> [Podany fragment]

Wszystko to sprawia, że nieraz ulegając tym pokusom zawieramy pozorne umowy sprzedaży, gdy tak naprawdę chodzi o darowiznę, bowiem do zapłaty w ogóle nie dochodzi ani też nie miało dojść. Należy jednak przestrzegać przed tego rodzaju praktykami. Jeżeli organ podatkowy ustali, że umowa sprzedaży była tylko pozorna, a w rzeczywistości chodziło o darowiznę, oprócz uregulowania zaległości podatkowej wraz z odsetkami, czekają nas sankcje karnoskarbowe. Wydaje się jednak, że w takim przypadku należałoby przyjąć nieważność nie tylko oświadczeń złożonych dla pozoru, lecz także oświadczeń ukrytych (darowizny). Stanowisko takie wyraził Sąd Najwyższy w wyroku z dnia 12 października 2001 r., sygn. akt V CKN 631/2000.

Mankamentem umowy sprzedaży jest jednak to, że nie można jej odwołać. Ponieważ umowa ta przenosi własność nieruchomości, wykluczone jest także zastrzeżenie w niej prawa odstąpienia od umowy.

Umowa dożywocia - zabezpieczenie na przyszłość

Przez umowę o dożywocie właściciel nieruchomości zobowiązuje się przenieść jej własność na nabywcę, który w zamian zobowiązuje się zapewnić zbywcy lub osobie mu bliskiej dożywotnie utrzymanie. Tak więc nie jest to ani darowizna, ani też sprzedaż.

> [Wiersze danych]
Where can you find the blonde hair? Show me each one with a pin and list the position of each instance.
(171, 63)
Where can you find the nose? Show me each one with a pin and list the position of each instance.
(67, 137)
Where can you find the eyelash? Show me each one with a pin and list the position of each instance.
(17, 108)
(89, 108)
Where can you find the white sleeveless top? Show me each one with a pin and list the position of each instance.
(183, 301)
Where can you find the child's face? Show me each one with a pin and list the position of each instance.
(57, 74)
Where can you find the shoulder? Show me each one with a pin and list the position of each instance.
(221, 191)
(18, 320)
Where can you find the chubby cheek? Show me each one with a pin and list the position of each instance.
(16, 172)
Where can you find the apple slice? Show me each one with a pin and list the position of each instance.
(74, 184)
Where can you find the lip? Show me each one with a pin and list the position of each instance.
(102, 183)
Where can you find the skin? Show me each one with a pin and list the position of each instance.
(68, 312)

> [Polecenie do wykonania]
Jakiego prawa, według podanego fragmentu, nie można zastrzec w umowie sprzedaży nieruchomości? Wiersze nie mają tu żadnego znaczenia.

> [Odpowiedź pisemna]
Prawa odstąpienia od umowy.